## Questions
• A. In the Savage Dawn review below, who directed the film?
• B. Continue the Savage Dawn review from its last paragraph onward.

## Source document
-------------------------
Sci-Fi, Horror, and General Whoopass

Savage Dawn (1985)

  • Directed by Simon Nuchtern
  • Written by William P. Milling
  • Starring
    • George Kennedy
    • Richard Lynch
    • Karen Black
    • Claudia Udy
    • Lance Henriksen

I feel a little sheepish. Just last year I did a Lance Henriksen Video Binge, and yet I completely overlooked the fact that I had this one sitting on my shelf. Perhaps it’s an understandable lapse; despite the fact that Henriksen’s character is the hero, his name appears nowhere on the front or back covers, and I guess I just didn’t equate the description of Savage Dawn in his filmography with the misleading Rollerball-esque cover of the video I had.

Not that my life would have been greatly blessed by seeing the movie sooner rather than later. It’s a forgettable little post-Rambo hanger-on, brought to you by people who have apparently seen too many Westerns.

Fruit. It’s always the first casualty.

Henriksen’s bleached-blond character is named Stryker, and as with characters named Stryker, he is of course a one-man war machine, a tortured ex-soldier with too much blood on his hands. Can you imagine some kid growing with the the last name Stryker, and everyone in the neighborhood pretty much knowing how he’ll turn out? “My mom says I can’t play with you because you’re destined to become a violent but haunted badass.” (One of these days, just for the hell of it, I’m going to have a character named Stryker in one of my screenplays. Clarence Stryker. Career accountant.)
-------------------------
## Stored data
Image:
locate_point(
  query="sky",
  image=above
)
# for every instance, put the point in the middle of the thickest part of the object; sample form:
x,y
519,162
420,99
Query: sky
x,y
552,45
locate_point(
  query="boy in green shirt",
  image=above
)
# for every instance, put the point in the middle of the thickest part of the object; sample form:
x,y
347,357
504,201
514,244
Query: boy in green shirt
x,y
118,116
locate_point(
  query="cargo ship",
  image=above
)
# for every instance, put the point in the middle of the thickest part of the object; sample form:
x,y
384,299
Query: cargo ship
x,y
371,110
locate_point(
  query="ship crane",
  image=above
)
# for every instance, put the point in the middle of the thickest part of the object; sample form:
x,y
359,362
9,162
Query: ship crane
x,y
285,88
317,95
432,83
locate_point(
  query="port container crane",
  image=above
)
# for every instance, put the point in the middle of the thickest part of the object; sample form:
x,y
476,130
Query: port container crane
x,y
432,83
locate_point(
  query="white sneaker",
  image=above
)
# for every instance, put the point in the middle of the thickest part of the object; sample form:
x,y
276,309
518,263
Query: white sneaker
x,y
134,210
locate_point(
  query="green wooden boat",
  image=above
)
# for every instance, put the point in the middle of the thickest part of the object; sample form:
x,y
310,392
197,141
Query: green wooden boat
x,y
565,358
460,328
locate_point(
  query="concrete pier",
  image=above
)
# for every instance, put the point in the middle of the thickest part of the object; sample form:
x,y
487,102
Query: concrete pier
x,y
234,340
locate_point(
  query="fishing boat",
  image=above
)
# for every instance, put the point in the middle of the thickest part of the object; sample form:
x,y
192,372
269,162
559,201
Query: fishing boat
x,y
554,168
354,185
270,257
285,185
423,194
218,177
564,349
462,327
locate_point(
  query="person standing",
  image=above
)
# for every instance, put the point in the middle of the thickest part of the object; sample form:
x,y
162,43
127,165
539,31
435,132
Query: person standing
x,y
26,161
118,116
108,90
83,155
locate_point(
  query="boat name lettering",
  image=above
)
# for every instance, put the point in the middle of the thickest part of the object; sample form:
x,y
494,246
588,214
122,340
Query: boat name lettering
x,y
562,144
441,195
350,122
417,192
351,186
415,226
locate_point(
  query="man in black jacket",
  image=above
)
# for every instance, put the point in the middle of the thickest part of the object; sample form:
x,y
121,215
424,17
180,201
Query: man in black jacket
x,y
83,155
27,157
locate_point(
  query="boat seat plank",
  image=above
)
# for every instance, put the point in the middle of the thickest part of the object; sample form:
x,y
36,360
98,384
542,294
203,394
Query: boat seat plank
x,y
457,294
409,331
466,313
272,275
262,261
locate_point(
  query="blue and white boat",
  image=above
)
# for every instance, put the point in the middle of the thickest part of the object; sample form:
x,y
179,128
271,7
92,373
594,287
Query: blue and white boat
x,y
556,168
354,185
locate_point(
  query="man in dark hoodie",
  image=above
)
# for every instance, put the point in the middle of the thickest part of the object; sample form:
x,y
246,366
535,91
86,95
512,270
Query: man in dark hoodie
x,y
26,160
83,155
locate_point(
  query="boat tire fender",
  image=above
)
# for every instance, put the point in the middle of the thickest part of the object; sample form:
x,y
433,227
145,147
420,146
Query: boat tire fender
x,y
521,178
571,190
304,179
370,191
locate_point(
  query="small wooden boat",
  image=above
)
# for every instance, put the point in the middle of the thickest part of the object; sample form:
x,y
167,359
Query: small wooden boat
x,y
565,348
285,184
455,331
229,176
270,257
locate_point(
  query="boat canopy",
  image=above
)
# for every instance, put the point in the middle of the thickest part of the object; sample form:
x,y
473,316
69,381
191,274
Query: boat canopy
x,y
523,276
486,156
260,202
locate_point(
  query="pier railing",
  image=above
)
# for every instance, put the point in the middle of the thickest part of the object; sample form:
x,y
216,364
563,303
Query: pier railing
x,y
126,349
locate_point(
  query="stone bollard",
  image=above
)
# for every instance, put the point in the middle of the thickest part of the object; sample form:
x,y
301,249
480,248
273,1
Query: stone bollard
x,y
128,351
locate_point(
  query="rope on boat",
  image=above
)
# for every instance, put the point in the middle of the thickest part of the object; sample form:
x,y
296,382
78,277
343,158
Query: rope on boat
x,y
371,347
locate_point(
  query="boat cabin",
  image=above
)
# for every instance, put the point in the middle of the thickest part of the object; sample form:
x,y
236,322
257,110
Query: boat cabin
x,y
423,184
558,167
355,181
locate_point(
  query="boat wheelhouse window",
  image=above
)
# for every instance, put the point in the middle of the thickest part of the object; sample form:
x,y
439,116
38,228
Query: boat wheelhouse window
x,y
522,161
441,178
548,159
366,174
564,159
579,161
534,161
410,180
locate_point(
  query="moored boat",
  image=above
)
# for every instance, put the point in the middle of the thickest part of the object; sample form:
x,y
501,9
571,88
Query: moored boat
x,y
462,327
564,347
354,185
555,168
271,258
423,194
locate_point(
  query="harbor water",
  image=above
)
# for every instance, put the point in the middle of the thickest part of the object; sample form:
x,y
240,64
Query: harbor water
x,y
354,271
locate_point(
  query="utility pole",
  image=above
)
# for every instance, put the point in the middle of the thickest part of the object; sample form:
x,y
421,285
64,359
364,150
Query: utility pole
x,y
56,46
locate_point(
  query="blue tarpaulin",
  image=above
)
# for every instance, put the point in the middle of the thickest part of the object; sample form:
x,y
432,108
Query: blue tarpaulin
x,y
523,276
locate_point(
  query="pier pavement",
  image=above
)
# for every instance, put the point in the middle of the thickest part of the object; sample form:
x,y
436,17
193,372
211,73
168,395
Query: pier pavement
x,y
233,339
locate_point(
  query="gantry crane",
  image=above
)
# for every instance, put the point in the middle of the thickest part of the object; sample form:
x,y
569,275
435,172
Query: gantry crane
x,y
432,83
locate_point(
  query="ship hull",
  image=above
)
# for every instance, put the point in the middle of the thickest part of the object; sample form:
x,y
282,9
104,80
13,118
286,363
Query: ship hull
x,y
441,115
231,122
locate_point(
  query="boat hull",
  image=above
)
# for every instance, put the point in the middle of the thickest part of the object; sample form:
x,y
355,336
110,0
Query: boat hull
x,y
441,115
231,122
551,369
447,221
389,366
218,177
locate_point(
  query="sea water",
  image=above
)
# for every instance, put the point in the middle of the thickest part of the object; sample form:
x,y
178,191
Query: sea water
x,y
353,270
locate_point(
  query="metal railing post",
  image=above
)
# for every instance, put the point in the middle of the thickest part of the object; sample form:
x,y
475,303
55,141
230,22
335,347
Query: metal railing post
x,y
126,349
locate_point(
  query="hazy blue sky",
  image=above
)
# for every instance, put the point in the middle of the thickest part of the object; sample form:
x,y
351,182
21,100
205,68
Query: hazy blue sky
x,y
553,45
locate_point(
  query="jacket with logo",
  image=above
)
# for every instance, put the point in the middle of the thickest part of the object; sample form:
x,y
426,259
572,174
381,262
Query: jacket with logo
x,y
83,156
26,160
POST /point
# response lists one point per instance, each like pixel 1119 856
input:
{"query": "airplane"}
-------------------------
## Responses by item number
• A. Simon Nuchtern

• B.
Anyway. We meet Stryker as he motorcycles through the desert, stopping for gas just long enough to get into an altercation with three motorcycle punks, who pull up mainly to get fresh with the Mexican storeowner’s pretty daughter. (Two minutes into the film, and already the cliches are being piled on so fast they threaten to topple and crush the long-suffering reviewer.) Thankfully, one of the punks is a generic cycle fiend. The other two, though, are the requisite Colorful Characters that you’ll never see in a motorcycle gang on this side of reality. One is an inbred-looking chap who wears a Nazi helmet and sunglasses 24-7, with the charming name of Meatrack (Charles Hyman); the other is the skinny comic-relief guy who wears a bowler, named Spyder (John Lisbon Wood). Stryker makes short work of them, with the aid of a convenient display of fresh produce.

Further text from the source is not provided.